━━━ TEXT EXCERPT ━━━

## Predict Race/Ethnicity from Unseen Full Name Using KNN LSH MinHash Parallelized

Using the Florida Voting Registration data, we build a knn classifier that predicts the ethnicity of an **unseen** name. We estimate approximate jaccard distance between names using bi-char tokens of the name.

In [1]:
import collections
import multiprocessing as mp
from multiprocessing import Pool
from functools import partial

import tempfile
import pickle
import os

import numpy as np
import pandas as pd

from tqdm import tqdm

from sklearn.feature_extraction.text import CountVectorizer, TfidfTransformer                                                             
from sklearn.model_selection import train_test_split
from sklearn.metrics import classification_report
from sklearn.metrics import confusion_matrix
from sklearn.metrics.pairwise import cosine_similarity
from tqdm import tqdm

from datasketch import MinHashLSHForest, MinHash

In [2]:
# Florida voter
train_df = pd.read_csv('data/fl_2022_FullName_train.csv.gz', usecols=['full_name', 'race'])
val_df = pd.read_csv('data/fl_2022_FullName_val.csv.gz', usecols=['full_name', 'race'])
test_df = pd.read_csv('data/fl_2022_FullName_test.csv.gz', usecols=['full_name', 'race'])

In [3]:
train_df = train_df.groupby('race', group_keys=False).apply(lambda x: x.sample(frac=.7, random_state=10))
train_df.reset_index(inplace=True)
train_df.drop('index', axis=1, inplace=True)
train_df.shape

(5050426, 2)

In [4]:
print('Training set size: {}'.format(train_df.shape))
print('Validation set size: {}'.format(val_df.shape))
print('Test set size: {}'.format(test_df.shape))

━━━ ITEMS ━━━

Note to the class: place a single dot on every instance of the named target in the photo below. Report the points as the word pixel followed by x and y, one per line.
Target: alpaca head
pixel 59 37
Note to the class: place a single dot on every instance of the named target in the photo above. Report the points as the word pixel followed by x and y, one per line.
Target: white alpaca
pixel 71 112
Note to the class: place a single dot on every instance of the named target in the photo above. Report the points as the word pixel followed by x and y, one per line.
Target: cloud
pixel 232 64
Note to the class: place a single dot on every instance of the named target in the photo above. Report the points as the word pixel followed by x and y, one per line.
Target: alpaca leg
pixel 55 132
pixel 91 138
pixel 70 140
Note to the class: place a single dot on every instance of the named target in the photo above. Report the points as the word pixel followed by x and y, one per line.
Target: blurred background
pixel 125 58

━━━
━━━ ITEMS ━━━

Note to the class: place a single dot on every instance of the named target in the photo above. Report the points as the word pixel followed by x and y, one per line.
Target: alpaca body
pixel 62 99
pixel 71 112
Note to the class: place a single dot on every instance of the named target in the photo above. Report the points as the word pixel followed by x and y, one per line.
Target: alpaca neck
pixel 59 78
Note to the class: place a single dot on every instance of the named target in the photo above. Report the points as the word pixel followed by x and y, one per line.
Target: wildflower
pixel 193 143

━━━

*EXERCISE TASK:*
Decide whether each statement agrees with the race/ethnicity prediction text above, answering yes or no and quoting the deciding words from the text.
1. The classifier is meant to predict the ethnicity of names it has not seen before.
2. Distances between names are estimated from single-character tokens.
3. The training data is reduced to a 70 percent sample within each race group.

*COMPLETED EXERCISE:*
1. Yes: "build a knn classifier that predicts the ethnicity of an **unseen** name"
2. No: "using bi-char tokens of the name"
3. Yes: "train_df.groupby('race', group_keys=False).apply(lambda x: x.sample(frac=.7, random_state=10))"